Segment Start: Records provided

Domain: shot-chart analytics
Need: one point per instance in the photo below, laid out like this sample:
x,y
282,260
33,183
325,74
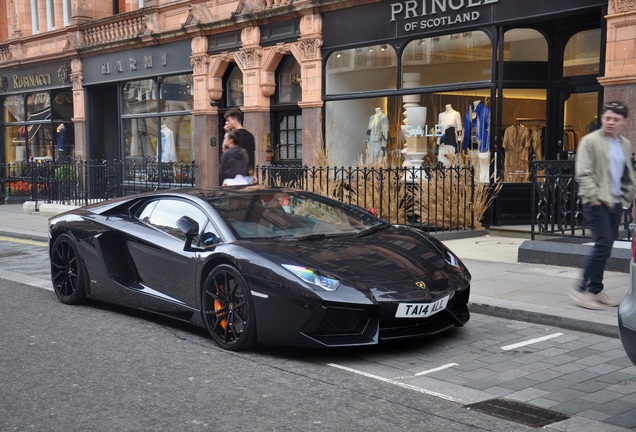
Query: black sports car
x,y
255,264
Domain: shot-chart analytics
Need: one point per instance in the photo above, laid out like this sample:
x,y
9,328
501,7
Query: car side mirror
x,y
190,228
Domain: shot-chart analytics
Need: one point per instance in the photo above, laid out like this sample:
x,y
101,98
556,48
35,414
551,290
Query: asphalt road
x,y
95,368
103,368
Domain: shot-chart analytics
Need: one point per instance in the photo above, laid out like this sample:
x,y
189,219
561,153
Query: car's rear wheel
x,y
228,309
68,272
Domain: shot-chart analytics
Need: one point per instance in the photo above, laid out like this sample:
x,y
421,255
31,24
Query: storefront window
x,y
64,130
140,97
177,93
289,81
431,125
582,54
524,121
448,59
362,69
580,116
524,45
158,129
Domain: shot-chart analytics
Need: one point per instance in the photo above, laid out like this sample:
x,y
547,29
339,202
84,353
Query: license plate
x,y
421,310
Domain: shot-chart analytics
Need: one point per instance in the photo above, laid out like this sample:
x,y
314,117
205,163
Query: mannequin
x,y
168,152
477,138
450,122
377,134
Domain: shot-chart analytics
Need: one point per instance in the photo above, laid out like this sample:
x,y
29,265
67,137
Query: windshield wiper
x,y
373,229
312,236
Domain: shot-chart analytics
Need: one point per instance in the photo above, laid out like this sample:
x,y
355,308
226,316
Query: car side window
x,y
163,214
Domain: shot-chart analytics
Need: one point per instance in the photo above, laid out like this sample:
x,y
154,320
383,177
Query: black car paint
x,y
287,308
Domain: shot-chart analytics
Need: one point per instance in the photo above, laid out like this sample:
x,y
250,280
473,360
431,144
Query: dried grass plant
x,y
440,199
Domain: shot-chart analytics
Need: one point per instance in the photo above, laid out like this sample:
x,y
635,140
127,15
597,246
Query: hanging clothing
x,y
168,151
517,144
477,130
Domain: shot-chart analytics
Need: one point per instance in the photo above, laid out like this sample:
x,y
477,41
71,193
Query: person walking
x,y
604,173
234,122
234,161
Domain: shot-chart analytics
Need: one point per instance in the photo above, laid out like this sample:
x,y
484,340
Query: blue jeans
x,y
603,222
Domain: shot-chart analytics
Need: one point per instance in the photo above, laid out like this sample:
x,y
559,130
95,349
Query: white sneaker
x,y
602,298
585,299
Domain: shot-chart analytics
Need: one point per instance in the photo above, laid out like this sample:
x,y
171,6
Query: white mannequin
x,y
377,134
168,151
449,119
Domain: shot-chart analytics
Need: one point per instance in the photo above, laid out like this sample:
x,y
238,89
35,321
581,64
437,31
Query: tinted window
x,y
164,214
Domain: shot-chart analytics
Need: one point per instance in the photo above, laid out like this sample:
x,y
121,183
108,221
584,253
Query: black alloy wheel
x,y
68,273
228,309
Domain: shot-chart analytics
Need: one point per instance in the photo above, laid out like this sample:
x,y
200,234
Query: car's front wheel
x,y
228,309
68,272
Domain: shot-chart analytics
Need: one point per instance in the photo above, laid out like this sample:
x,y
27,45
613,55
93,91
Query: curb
x,y
564,322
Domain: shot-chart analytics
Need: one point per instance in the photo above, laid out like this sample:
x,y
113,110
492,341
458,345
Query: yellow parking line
x,y
23,241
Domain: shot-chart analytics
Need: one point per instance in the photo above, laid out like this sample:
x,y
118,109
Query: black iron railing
x,y
433,198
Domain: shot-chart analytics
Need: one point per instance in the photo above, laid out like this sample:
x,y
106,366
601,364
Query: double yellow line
x,y
24,241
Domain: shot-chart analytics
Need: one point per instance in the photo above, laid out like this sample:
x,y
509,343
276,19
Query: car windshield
x,y
290,215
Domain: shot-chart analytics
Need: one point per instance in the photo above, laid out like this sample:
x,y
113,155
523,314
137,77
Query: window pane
x,y
38,106
14,109
289,81
455,58
582,54
580,114
63,106
524,119
234,88
525,45
140,97
362,69
177,93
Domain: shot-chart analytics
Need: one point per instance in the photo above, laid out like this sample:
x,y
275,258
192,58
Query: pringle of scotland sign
x,y
417,15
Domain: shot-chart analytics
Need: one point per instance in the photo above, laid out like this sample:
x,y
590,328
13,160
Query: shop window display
x,y
449,59
362,69
426,128
582,54
523,132
157,121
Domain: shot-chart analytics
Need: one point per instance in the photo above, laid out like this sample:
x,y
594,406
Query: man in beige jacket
x,y
606,181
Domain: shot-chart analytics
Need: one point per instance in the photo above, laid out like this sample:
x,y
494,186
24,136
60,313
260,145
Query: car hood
x,y
397,263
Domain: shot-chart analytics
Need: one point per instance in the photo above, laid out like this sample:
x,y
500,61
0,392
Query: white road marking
x,y
392,381
446,366
531,341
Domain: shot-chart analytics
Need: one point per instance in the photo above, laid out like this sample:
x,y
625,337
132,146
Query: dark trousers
x,y
603,222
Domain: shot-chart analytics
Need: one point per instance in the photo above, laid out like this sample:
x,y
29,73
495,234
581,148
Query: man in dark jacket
x,y
234,122
234,161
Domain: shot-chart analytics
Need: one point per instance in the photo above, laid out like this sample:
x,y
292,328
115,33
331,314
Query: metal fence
x,y
556,208
434,199
77,182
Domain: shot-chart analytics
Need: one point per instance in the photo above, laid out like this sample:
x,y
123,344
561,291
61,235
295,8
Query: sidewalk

Segment End: Records provided

Leave the pictures aside and output each entry exactly as it stands.

Domain: shot-chart analytics
Need: one point per instance in the photo below, laid out like this sample:
x,y
282,260
33,183
325,74
Query: black sports car
x,y
255,264
Domain: shot-chart analytics
Need: one point per instance in the photo above, laid out like this sample:
x,y
9,328
501,7
Query: car side mirror
x,y
190,228
Domain: shot-chart analytics
Need: one point per instance in the photo above, laid out like this sample:
x,y
101,98
556,48
35,414
551,290
Query: asphalt road
x,y
95,368
103,368
Domain: shot-chart analytics
Need: one point per instance in the photo above, laid out like this sample:
x,y
189,219
561,153
Query: car's rear wheel
x,y
228,309
68,272
Domain: shot-chart analytics
Need: one point per instance in the photo above, laid out like this sample:
x,y
421,255
31,24
Query: storefront window
x,y
64,130
140,97
177,93
289,81
431,125
582,54
524,121
448,59
362,69
580,116
524,45
158,129
Domain: shot-chart analytics
Need: one point per instance in the photo above, laid out like this sample:
x,y
547,29
339,202
84,353
Query: license plate
x,y
421,310
Domain: shot-chart analytics
Need: one point per instance in the photo above, laid out like this sample:
x,y
314,117
205,163
Query: mannequin
x,y
168,152
477,138
450,122
377,134
Domain: shot-chart analytics
Need: one point per instance in the photo above, laid out like this sample:
x,y
29,265
67,137
Query: windshield wiper
x,y
373,229
312,236
Domain: shot-chart analytics
Need: one point per instance in the photo above, laid out like this sample:
x,y
355,308
226,316
Query: car side window
x,y
163,214
Domain: shot-chart analytics
Need: one point per instance in the photo above, laid out like this sample:
x,y
154,320
383,177
Query: black car paint
x,y
287,308
Domain: shot-chart analytics
Need: one point per instance in the photo above, laid out like this sample:
x,y
250,280
473,360
431,144
Query: dried grass plant
x,y
440,199
Domain: shot-chart analytics
Need: one point per instance in the photo above, laid out like this sample:
x,y
635,140
127,15
597,246
Query: hanging clothing
x,y
168,151
517,144
477,130
Domain: shot-chart analytics
Need: one point per instance in the photo above, laid out like this sample:
x,y
477,41
71,193
Query: person walking
x,y
604,173
234,122
234,161
Domain: shot-chart analytics
Need: one point per instance in the photo above, laid out like this sample:
x,y
484,340
Query: blue jeans
x,y
603,222
Domain: shot-chart analytics
Need: one point per instance in the photo above, laid out like this sample:
x,y
559,130
95,349
Query: white sneaker
x,y
602,298
585,299
Domain: shot-chart analytics
Need: one point per instance in the photo above, laid out like this sample:
x,y
171,6
Query: white mannequin
x,y
377,134
168,151
449,119
Domain: shot-chart analytics
Need: one point per instance in the photo above, laid out like this sample:
x,y
238,89
35,321
581,64
437,31
Query: tinted window
x,y
164,214
Domain: shot-chart analytics
Need: one point per instance in the photo above, laid out like this sample:
x,y
121,183
108,221
584,253
Query: black alloy wheel
x,y
68,273
228,309
Domain: shot-chart analytics
Need: one point per instance in the photo above, laid out like this sample:
x,y
200,234
Query: car's front wheel
x,y
228,309
68,272
Domain: shot-chart analytics
Need: one point per instance in the photo above, laid out like this sample:
x,y
27,45
613,55
93,91
Query: curb
x,y
564,322
Domain: shot-chart analytics
Need: one point per instance in the photo above, laid out like this sample:
x,y
113,110
492,341
458,345
Query: yellow parking line
x,y
23,241
Domain: shot-chart analytics
Need: one point per instance in the photo above, laid out like this sample:
x,y
118,109
Query: black iron railing
x,y
433,198
Domain: shot-chart analytics
Need: one point per instance in the photo above, laid out like this sample:
x,y
106,366
601,364
Query: double yellow line
x,y
24,241
Domain: shot-chart analytics
Need: one point per instance in the photo above, laid out like this sample:
x,y
509,343
276,19
Query: car windshield
x,y
290,215
Domain: shot-chart analytics
Need: one point per instance in the photo above, laid out like this sample:
x,y
113,155
523,314
137,77
Query: window pane
x,y
38,106
14,109
289,81
455,58
582,54
580,114
63,106
524,119
234,88
525,45
140,97
362,69
177,93
Domain: shot-chart analytics
Need: one point per instance in the photo above, laid out like this sample:
x,y
275,258
192,58
Query: pringle of scotland sign
x,y
417,15
Domain: shot-chart analytics
Need: one point per instance in the photo above, laid out like this sample:
x,y
590,328
13,160
Query: shop window display
x,y
449,59
362,69
426,128
582,54
523,132
157,121
Domain: shot-chart analytics
Need: one point per instance in the photo above, laid out like this sample:
x,y
594,406
Query: man in beige jacket
x,y
606,181
Domain: shot-chart analytics
Need: one point per instance in the photo above, laid out like this sample:
x,y
494,186
24,136
60,313
260,145
Query: car hood
x,y
397,263
Domain: shot-chart analytics
Need: one point per instance in the photo above, laid out like this sample:
x,y
500,61
0,392
Query: white road marking
x,y
392,381
446,366
531,341
Domain: shot-chart analytics
Need: one point per instance in the photo above, laid out like this sample:
x,y
625,337
132,146
Query: dark trousers
x,y
603,222
Domain: shot-chart analytics
Need: one point per instance in the photo above, laid out like this sample:
x,y
29,73
495,234
581,148
Query: man in dark jacket
x,y
234,122
234,161
Domain: shot-chart analytics
Need: one point per instance in the photo above, laid out like this sample:
x,y
292,328
115,33
331,314
Query: metal fence
x,y
556,208
434,199
77,182
Domain: shot-chart analytics
Need: one point per instance in the photo above, laid out like this sample:
x,y
123,344
561,291
61,235
295,8
Query: sidewalk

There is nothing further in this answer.